▶ [Your instructions]: Please make an exact transcription of the records, keeping the pictures out of it.

(Records from a collection)
===

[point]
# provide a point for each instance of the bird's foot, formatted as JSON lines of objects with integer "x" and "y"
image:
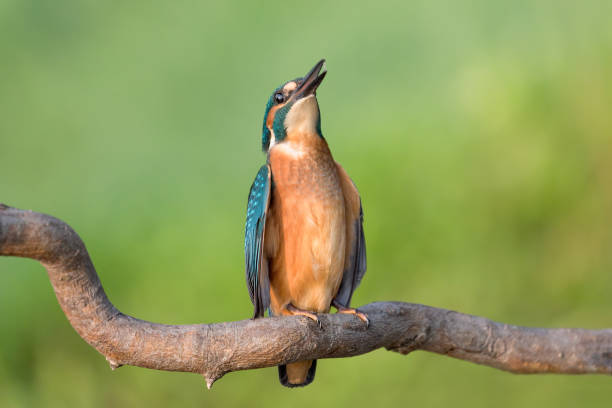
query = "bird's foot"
{"x": 350, "y": 310}
{"x": 292, "y": 310}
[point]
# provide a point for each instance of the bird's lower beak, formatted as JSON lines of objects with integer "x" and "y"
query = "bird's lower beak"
{"x": 312, "y": 80}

===

▶ [Problem solution]:
[point]
# provide a point for each instance of the bird's foot, formatted as JSON lines of objects with integer "x" and "y"
image:
query = "bird's foot"
{"x": 350, "y": 310}
{"x": 292, "y": 310}
[point]
# provide a point for each instance of the bird's lower beak, formatted as JSON lines of objects with integer "x" and "y"
query = "bird's lower beak"
{"x": 312, "y": 80}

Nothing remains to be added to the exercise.